§ What this task involves
Lines from the one containing "of the distant" through the last line of the records below are to be repeated exactly.

Top of Data for analysis

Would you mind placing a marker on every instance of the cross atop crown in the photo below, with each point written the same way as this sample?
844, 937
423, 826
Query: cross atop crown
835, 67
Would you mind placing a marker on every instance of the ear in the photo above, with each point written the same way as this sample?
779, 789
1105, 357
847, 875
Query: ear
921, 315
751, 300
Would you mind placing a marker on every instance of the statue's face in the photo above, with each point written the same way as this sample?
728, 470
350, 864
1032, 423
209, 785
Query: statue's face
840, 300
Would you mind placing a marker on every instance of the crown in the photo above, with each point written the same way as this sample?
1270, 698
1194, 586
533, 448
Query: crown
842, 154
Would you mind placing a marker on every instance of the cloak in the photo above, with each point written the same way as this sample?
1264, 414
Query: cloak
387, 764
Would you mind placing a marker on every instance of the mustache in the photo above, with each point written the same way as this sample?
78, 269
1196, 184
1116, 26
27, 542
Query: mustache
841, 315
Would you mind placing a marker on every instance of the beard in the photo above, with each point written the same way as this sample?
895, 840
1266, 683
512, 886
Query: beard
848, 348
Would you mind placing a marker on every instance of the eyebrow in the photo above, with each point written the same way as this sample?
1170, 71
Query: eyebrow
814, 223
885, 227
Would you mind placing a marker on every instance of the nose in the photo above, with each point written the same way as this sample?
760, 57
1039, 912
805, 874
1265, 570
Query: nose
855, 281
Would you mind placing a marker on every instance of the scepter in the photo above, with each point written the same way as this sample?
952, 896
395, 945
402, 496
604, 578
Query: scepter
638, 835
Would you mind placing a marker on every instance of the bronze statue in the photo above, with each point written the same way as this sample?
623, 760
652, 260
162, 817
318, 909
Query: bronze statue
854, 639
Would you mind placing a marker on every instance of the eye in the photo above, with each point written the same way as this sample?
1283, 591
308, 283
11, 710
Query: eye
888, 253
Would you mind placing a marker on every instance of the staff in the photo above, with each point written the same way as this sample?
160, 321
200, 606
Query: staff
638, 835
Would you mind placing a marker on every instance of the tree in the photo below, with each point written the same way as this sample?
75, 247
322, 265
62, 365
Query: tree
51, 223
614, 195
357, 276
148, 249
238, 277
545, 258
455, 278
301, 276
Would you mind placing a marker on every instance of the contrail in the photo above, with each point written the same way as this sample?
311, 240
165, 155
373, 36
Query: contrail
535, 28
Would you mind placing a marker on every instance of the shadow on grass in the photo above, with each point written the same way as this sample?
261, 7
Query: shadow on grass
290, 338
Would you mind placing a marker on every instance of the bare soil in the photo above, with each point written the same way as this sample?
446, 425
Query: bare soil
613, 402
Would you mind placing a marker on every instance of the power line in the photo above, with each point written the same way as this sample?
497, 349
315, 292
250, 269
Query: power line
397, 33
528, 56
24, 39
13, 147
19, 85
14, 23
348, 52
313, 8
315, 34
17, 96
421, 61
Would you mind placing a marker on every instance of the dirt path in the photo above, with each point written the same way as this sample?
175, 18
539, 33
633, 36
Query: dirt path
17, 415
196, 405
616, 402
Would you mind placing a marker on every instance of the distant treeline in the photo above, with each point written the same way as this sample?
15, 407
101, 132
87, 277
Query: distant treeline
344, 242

Bottom of Data for analysis

§ Written response
Would you mind placing a marker on every instance of the distant treeline in the photo above, with each point written the same way as this sample?
15, 407
101, 132
87, 277
Query: distant treeline
344, 242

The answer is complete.